## Written task
From the entries below, pull out and copy each line that contains the string "hair".

## Records for processing

— begin —

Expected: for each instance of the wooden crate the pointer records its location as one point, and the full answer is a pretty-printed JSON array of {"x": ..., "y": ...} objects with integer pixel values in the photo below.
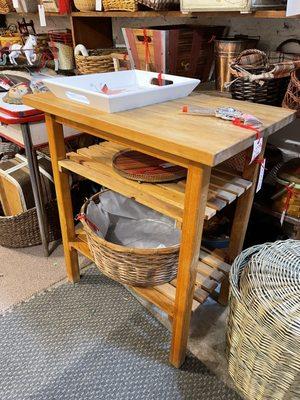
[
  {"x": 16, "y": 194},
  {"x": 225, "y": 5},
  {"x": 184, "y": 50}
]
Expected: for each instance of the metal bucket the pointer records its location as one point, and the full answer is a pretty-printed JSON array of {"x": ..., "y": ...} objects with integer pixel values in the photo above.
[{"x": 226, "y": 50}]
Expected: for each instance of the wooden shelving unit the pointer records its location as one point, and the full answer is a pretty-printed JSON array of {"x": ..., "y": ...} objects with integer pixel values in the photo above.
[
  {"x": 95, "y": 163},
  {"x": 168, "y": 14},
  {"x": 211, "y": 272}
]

— end —
— begin —

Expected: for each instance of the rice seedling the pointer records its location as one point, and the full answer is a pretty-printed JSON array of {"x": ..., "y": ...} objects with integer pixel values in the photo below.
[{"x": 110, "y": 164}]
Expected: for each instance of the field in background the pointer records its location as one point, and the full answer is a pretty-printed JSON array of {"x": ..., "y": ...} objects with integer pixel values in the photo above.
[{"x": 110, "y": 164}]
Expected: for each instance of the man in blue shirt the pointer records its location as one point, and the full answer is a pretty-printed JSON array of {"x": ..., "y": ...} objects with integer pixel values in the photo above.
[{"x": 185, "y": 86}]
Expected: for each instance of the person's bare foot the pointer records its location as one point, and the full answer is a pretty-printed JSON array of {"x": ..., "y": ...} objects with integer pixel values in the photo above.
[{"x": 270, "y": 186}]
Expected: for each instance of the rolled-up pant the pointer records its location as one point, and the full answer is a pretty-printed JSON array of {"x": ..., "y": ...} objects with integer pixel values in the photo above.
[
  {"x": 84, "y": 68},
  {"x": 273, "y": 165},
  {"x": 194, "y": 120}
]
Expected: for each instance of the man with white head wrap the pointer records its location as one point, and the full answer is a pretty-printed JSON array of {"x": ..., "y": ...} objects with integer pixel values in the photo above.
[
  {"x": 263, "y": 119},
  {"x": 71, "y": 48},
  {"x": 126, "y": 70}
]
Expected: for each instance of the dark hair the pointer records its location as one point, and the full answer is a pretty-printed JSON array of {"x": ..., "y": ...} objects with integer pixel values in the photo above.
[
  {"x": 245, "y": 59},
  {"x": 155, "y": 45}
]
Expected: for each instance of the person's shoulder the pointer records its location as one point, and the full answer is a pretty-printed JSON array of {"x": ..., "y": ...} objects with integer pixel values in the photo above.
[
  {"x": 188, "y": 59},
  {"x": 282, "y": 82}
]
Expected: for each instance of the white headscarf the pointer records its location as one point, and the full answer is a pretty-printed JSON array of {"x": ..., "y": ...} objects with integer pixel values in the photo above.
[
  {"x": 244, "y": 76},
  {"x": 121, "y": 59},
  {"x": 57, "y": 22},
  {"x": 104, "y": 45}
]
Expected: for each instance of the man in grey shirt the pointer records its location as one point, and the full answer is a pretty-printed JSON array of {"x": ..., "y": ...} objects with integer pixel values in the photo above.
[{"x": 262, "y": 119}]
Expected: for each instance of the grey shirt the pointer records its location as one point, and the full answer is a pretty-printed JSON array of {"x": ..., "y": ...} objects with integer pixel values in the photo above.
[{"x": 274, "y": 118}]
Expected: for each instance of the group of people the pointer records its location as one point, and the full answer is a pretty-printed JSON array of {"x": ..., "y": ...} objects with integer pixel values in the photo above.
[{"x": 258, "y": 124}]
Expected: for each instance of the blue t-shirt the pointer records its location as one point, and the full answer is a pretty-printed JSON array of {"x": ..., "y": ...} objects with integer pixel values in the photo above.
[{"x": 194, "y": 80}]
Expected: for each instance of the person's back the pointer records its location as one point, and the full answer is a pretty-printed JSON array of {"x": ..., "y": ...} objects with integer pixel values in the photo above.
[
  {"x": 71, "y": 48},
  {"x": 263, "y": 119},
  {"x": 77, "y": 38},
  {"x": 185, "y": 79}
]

— end —
— begin —

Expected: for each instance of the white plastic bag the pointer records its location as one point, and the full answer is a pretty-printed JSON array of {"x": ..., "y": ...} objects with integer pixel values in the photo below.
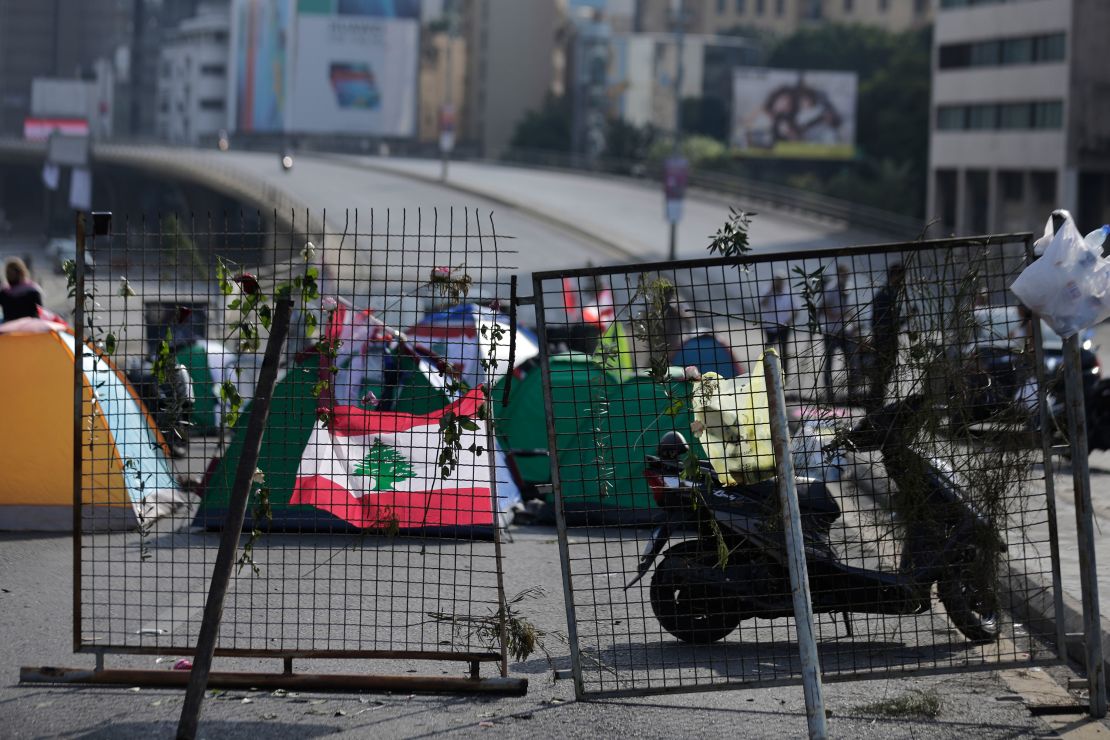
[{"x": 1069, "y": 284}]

— end —

## Result for this task
Expected: for each instance of the dark hair the pointer records its location as one point, and the full answer is a pretty-printed JSON array of {"x": ..., "y": ...} objects with integer pixel values in the photo above.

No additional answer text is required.